++++ Recorded data

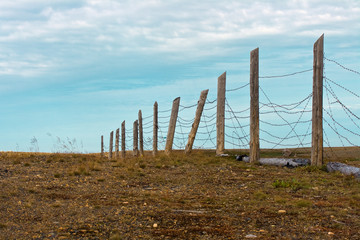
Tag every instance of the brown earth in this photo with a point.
(81, 196)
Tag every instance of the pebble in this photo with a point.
(250, 236)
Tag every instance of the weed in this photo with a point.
(17, 161)
(260, 195)
(303, 203)
(293, 184)
(115, 236)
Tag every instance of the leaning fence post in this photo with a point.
(195, 125)
(172, 125)
(141, 137)
(254, 106)
(111, 144)
(123, 146)
(102, 146)
(317, 107)
(135, 139)
(220, 116)
(155, 129)
(117, 143)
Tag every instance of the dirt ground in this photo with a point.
(200, 196)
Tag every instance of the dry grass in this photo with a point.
(76, 196)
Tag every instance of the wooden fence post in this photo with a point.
(123, 146)
(135, 139)
(172, 126)
(317, 108)
(195, 125)
(155, 129)
(220, 116)
(141, 136)
(111, 144)
(117, 143)
(254, 106)
(102, 146)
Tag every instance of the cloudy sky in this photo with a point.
(77, 69)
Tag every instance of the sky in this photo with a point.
(77, 69)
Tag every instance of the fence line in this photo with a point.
(293, 129)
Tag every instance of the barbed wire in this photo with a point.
(284, 124)
(342, 66)
(292, 127)
(285, 145)
(211, 108)
(238, 88)
(345, 138)
(331, 113)
(285, 106)
(210, 102)
(237, 120)
(187, 107)
(326, 78)
(287, 75)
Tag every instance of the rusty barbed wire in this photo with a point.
(288, 74)
(342, 66)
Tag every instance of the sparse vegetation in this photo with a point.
(200, 196)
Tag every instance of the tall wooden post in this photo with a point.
(196, 123)
(117, 139)
(220, 117)
(172, 126)
(123, 146)
(135, 139)
(102, 146)
(155, 129)
(317, 108)
(141, 136)
(254, 106)
(111, 144)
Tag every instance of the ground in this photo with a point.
(199, 196)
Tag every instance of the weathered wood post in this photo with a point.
(117, 143)
(111, 144)
(123, 146)
(196, 123)
(254, 106)
(220, 116)
(102, 146)
(317, 107)
(135, 139)
(141, 136)
(155, 129)
(172, 126)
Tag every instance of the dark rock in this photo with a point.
(343, 168)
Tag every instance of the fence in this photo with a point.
(217, 122)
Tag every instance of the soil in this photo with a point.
(199, 196)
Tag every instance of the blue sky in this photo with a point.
(77, 69)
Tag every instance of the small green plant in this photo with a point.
(260, 195)
(293, 184)
(303, 203)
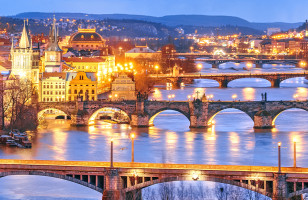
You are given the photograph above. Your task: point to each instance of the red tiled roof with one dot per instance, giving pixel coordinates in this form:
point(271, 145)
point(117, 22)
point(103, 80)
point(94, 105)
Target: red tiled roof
point(84, 59)
point(61, 75)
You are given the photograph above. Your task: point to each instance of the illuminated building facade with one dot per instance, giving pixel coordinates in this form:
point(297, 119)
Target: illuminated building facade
point(87, 40)
point(53, 87)
point(25, 59)
point(81, 84)
point(123, 88)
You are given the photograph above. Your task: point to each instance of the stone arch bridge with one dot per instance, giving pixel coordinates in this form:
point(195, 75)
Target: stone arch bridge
point(223, 79)
point(199, 113)
point(125, 180)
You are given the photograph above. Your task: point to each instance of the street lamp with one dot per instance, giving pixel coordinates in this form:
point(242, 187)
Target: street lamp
point(111, 154)
point(156, 67)
point(199, 65)
point(132, 136)
point(279, 158)
point(294, 161)
point(234, 97)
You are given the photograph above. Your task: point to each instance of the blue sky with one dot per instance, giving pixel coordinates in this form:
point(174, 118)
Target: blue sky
point(251, 10)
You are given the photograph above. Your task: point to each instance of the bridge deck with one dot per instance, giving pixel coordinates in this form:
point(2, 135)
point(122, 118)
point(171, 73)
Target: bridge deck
point(7, 163)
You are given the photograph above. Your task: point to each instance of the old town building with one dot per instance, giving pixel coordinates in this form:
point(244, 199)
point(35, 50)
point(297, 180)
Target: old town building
point(25, 59)
point(81, 84)
point(123, 88)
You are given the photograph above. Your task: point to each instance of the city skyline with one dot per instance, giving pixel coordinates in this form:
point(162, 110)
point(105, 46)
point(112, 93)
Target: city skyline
point(253, 11)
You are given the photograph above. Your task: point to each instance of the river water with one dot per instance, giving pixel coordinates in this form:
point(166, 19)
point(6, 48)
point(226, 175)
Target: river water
point(232, 141)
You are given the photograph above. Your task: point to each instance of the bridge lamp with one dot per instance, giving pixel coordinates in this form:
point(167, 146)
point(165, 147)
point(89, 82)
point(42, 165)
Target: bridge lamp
point(195, 176)
point(294, 144)
point(234, 97)
point(132, 137)
point(279, 157)
point(111, 153)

++++++++

[Work to be completed] Reproduce the data word for word, beginning with the line that contains "of the stone" and continuing through the line that contains "point(232, 141)". Include both of those lines and nothing outside them.

[Expected answer]
You are given the photograph above. Your task: point to each instance of the stone arch bridge with one dot per instance, giving pixel coordinates in this form:
point(195, 75)
Target: stone arch bridge
point(223, 79)
point(199, 113)
point(125, 180)
You are given the photograph above. Your task: point to each instance of the street lamp with one dot per instance, giving pixel coordinates in this form:
point(242, 187)
Target: street lamp
point(111, 154)
point(156, 67)
point(199, 65)
point(132, 136)
point(279, 158)
point(294, 161)
point(234, 97)
You are given the photograph above. Your task: point to each instance of the blue sky with one dot per instance, giving pixel coordinates in this form:
point(174, 118)
Target: blue sky
point(251, 10)
You are given the photograph above. Your task: point to each instance of the bridge deck with one dot per instance, giving pixel coordinates in this form:
point(2, 135)
point(122, 118)
point(171, 73)
Target: bridge deck
point(7, 163)
You are given the photograph above. Your task: point to each instance of the old town building with one dot per instance, giving pixel coordinates in this form:
point(244, 199)
point(35, 50)
point(297, 180)
Target: old town building
point(25, 59)
point(81, 84)
point(123, 88)
You are given the photograph above. Your task: point to each instance of the city skyline with one dot per instance, giving pixel coordinates in this form:
point(162, 110)
point(105, 46)
point(112, 93)
Target: city skyline
point(253, 11)
You are given the photograph above. Your task: point to each instance of the river water with one dot per instance, giving pixel coordinates in this form:
point(166, 19)
point(6, 48)
point(226, 175)
Target: river water
point(232, 141)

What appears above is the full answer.